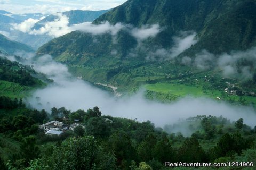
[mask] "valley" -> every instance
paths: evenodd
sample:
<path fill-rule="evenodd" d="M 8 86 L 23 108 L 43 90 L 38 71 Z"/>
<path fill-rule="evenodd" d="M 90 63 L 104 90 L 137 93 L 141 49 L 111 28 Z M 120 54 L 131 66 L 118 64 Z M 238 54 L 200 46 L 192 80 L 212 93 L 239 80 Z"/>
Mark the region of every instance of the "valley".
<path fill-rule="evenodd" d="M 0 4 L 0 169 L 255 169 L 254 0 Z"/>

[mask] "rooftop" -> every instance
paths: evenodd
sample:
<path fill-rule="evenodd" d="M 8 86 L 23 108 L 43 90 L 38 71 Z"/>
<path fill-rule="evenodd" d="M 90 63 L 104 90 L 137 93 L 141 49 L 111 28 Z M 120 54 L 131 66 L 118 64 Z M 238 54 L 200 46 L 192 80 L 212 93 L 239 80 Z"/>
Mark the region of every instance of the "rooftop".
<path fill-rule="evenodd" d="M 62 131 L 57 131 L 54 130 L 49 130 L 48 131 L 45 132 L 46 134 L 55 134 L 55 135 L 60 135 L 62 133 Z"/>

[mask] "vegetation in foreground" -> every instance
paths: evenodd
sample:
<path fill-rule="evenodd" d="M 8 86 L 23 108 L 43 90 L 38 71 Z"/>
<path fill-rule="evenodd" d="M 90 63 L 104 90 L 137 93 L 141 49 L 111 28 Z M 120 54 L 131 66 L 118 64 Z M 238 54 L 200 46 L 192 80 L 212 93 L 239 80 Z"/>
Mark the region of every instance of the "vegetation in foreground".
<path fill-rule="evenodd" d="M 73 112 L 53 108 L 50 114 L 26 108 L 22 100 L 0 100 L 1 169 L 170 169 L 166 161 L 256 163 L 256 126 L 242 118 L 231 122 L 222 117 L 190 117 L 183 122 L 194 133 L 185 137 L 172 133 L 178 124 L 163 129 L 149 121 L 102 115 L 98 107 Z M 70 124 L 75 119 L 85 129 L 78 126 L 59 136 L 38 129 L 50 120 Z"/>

--

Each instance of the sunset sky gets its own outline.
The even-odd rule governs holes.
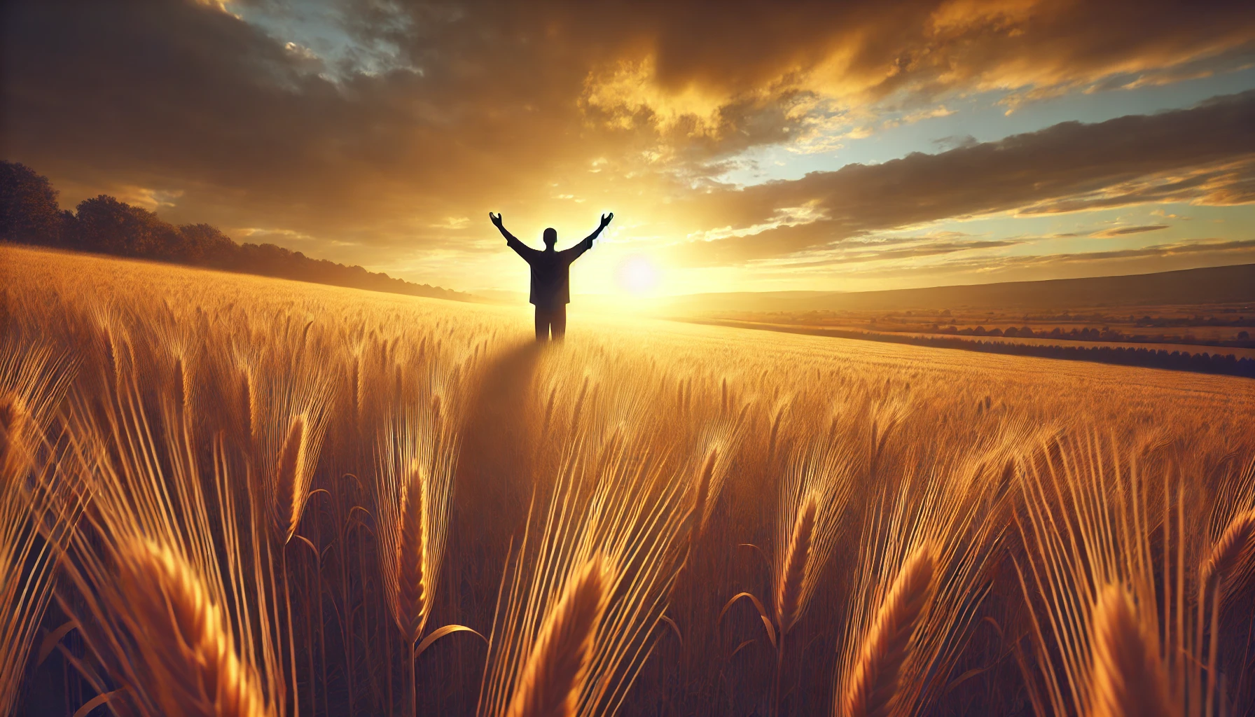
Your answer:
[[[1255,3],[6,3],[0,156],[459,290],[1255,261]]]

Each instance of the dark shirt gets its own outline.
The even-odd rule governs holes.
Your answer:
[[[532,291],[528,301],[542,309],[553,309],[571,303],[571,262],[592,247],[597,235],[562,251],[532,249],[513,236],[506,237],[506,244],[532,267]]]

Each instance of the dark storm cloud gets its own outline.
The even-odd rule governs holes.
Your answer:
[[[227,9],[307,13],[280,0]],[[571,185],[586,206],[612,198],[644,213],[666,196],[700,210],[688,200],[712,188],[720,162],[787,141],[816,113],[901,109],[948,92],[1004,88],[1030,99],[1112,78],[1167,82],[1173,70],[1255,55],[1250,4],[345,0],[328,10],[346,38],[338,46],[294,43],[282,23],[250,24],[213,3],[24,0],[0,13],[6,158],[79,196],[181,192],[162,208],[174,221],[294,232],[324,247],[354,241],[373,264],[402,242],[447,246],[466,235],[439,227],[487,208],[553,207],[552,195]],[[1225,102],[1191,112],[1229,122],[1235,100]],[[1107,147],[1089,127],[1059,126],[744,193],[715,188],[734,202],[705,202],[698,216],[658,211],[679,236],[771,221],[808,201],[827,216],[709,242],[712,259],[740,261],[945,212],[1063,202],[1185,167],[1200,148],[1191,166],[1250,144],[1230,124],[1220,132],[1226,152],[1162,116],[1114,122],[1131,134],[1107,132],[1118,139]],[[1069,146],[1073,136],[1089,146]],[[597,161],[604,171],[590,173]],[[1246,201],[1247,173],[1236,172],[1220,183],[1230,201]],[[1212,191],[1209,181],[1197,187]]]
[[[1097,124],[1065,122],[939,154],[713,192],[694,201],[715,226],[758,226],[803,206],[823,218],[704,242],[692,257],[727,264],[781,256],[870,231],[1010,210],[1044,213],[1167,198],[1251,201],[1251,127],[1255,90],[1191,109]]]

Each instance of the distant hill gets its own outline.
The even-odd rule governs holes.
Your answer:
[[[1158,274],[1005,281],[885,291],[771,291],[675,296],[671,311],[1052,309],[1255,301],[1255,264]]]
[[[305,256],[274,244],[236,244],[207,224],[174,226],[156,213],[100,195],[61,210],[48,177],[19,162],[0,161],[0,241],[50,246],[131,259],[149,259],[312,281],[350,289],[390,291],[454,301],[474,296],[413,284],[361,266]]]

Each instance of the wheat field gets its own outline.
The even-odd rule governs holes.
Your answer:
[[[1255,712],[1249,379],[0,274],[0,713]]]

* * *

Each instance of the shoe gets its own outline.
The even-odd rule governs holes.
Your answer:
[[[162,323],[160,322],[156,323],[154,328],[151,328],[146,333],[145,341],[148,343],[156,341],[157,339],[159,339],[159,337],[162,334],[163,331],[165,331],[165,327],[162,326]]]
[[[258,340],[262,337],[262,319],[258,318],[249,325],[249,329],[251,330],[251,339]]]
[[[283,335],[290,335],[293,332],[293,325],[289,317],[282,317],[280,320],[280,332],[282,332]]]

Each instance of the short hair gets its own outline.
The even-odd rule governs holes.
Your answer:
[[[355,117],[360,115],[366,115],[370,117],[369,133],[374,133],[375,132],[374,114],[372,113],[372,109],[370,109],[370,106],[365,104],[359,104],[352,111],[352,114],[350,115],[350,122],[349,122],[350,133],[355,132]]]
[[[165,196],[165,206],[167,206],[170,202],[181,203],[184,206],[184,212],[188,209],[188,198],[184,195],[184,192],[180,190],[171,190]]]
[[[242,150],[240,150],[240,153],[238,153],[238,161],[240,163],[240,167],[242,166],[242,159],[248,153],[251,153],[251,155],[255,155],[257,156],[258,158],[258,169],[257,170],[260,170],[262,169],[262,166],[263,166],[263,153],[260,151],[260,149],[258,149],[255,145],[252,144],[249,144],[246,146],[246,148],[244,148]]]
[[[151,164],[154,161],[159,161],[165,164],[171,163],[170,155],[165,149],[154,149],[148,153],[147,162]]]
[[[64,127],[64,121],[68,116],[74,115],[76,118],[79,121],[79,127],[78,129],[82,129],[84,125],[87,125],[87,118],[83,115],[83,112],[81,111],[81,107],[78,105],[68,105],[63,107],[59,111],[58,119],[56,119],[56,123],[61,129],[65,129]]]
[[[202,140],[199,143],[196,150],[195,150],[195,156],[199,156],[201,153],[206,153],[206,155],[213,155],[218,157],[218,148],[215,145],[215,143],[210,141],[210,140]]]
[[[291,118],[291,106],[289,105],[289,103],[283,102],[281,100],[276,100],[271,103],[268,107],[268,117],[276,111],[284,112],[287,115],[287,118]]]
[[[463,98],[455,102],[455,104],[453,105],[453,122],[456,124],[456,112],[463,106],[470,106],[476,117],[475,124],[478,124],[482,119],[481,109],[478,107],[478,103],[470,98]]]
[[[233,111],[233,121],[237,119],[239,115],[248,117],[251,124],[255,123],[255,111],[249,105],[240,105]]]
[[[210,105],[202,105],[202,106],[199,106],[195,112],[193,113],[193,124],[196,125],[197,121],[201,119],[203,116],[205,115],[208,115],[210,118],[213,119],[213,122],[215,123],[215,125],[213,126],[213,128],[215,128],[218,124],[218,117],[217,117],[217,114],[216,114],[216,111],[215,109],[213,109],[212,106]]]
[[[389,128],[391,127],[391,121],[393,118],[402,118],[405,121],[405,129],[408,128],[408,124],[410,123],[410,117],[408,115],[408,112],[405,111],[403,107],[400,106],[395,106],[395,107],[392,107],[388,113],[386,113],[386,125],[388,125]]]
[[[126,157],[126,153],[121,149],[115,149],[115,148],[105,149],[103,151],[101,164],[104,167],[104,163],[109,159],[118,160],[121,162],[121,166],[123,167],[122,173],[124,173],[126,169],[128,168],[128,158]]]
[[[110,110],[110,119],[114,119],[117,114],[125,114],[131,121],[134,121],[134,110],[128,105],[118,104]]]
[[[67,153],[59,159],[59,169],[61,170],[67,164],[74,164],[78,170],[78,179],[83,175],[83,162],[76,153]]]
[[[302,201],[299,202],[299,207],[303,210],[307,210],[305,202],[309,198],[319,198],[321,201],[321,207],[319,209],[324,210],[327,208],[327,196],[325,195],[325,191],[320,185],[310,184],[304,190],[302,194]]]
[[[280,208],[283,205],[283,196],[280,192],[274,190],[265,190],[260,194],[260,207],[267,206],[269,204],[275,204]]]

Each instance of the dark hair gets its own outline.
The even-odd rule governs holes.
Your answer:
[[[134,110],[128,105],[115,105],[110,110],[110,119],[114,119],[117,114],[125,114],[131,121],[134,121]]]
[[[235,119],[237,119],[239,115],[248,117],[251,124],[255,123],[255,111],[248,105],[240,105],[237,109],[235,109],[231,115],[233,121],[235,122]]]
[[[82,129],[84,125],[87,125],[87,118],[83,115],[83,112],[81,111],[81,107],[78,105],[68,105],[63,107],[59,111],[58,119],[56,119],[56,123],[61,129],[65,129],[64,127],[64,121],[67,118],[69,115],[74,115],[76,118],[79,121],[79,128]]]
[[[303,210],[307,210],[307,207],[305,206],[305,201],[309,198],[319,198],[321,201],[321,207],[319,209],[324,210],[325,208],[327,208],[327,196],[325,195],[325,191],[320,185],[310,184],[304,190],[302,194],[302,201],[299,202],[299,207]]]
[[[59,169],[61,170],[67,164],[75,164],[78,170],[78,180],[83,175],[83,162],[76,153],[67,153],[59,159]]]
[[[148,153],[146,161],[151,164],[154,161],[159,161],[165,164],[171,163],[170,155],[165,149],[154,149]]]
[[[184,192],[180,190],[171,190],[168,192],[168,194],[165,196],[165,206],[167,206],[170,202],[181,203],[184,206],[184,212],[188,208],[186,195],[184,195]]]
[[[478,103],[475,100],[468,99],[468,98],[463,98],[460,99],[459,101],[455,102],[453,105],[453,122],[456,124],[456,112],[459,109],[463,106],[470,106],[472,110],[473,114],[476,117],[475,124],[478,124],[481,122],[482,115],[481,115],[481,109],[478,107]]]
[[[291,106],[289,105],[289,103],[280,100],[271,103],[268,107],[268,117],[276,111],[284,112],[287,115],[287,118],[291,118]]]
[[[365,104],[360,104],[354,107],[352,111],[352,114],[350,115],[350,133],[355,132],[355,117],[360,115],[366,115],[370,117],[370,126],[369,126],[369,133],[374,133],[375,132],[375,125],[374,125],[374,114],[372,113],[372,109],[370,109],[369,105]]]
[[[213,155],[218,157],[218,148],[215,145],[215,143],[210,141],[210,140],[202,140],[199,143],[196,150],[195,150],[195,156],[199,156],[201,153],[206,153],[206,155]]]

Description of the task =>
Collect each line in the records above that contains the string "hair".

Task output =>
Each instance of the short hair gets its own outline.
Each instance of the dark hair gets its own outline.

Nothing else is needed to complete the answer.